**Anweisung:** Gib aus dem Text zum Sportfestival an der Alster den Abschnitt Wort für Wort aus, beginnend bei „Insbesondere die Begeisterung“ und endend bei „angenehme Abkühlung präsentiert.“.

**Vorgegebener Text:**
Insbesondere die Begeisterung des Pu­blikums, die nationale und internationale Topstars immer wieder hervorheben, suche weltweit ihresgleichen. Dazu komme die herausragende Wasserqualität in der Alster, die sich aktuell mit 21 bis 23 Grad als angenehme Abkühlung präsentiert.

Andy Grote (SPD), der am Mittwochnachmittag Delegationen der Verbände, Sponsoren und Aktiven im Kaisersaal des Rathauses empfing, freut sich über so viel Anerkennung. Hamburgs Sportsenator ist großer Fan der Mixedstaffel, deren Besetzung erst nach den Einzelrennen feststeht und die am Sonntagnachmittag das Wettkampfprogramm abschließt. „Wir werden ein fantastisches Festival erleben, es ist das sportliche Highlight des Jahres“, sagt er.

**Datenauszug:**
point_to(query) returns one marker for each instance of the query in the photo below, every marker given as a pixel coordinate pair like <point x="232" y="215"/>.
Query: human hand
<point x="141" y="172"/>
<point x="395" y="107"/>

**Lösung:**
Insbesondere die Begeisterung des Pu­blikums, die nationale und internationale Topstars immer wieder hervorheben, suche weltweit ihresgleichen. Dazu komme die herausragende Wasserqualität in der Alster, die sich aktuell mit 21 bis 23 Grad als angenehme Abkühlung präsentiert.